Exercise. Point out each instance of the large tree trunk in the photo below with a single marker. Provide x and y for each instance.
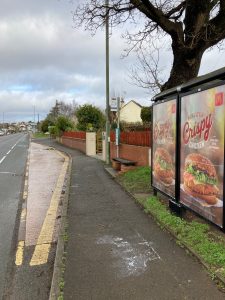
(186, 64)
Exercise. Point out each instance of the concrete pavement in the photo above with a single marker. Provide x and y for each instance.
(116, 251)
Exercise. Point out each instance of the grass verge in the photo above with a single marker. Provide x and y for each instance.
(194, 235)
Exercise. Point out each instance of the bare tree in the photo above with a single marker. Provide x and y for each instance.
(193, 26)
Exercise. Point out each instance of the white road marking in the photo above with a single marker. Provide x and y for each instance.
(4, 157)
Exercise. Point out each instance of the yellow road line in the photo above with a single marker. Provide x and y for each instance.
(19, 253)
(41, 252)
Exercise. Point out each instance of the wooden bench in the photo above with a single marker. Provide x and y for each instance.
(121, 164)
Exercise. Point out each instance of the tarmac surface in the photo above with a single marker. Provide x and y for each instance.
(31, 274)
(115, 251)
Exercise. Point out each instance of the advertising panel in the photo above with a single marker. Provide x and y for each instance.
(202, 153)
(164, 147)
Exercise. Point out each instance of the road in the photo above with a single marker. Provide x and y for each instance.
(13, 156)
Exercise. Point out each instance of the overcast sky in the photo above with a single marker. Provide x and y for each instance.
(43, 58)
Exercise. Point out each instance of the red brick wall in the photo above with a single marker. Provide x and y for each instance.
(78, 144)
(139, 154)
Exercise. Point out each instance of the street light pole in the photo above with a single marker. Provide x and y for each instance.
(107, 84)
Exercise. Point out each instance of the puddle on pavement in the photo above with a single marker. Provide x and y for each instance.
(132, 257)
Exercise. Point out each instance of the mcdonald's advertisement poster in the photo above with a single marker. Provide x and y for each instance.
(202, 153)
(164, 137)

YOUR GOAL - For your answer, write out the data exactly and drop every picture.

YOUR SOLUTION -
Exercise. Point out each instance of the large tree trunk in the photo below with a single marker. Provide x and y for each instance.
(186, 64)
Exercise. Point out each instance of the concrete pavement in the photo above with a single marker. Provide x and y for each instance.
(116, 251)
Exercise. Point out each instance of the grass verge in the photo above with a single marker. Provide x and y for each instance.
(194, 235)
Exercise. Point out each instance of the bare tree in the photo above with a single marker. Provide x and y for each instance.
(193, 26)
Exercise. Point out each instance of the white road marking in the photo above with a single marker. Provide x and y for each instance.
(4, 157)
Exercise. Point out each instance of the yellow road line in the photo above with a single marker. Provide x and y for each instance.
(19, 253)
(41, 252)
Exercise. Point out each instance of the wooden bench in the photo above with a single marker. Provide x and y for each instance.
(121, 164)
Exercise. Point out each instance of the tarmac surface in the photo above with a single marker. Provide x and y for each instance.
(31, 274)
(115, 251)
Exercise. Point out each instance of the advertising panel in the photo above with a single marker. Provide x and y for each instance.
(202, 153)
(164, 147)
Exercise. Point out each instance of the road in the photo above with a single marker. Provide x and y for each instance.
(13, 156)
Exercise. Point out each instance of the overcast sky in the photo above with a single marker. Provide x and y for each instance.
(43, 58)
Exercise. Point out each instance of the red brick wall in the photo above with a single marker. Provide x and y for each instance.
(78, 144)
(139, 154)
Exercise. Point out each instance of the street light pole in the photo above with a single marker. Provide x and y for each instance.
(107, 84)
Exercise. Point out each instance of the puddle on pavement in the photo above with a single marker. Provide x and y for each instance.
(132, 257)
Exercise. Point out each instance of the mcdonald's advertisement poster in the photo above with a single marker. Provide x and y for each instance.
(202, 153)
(164, 137)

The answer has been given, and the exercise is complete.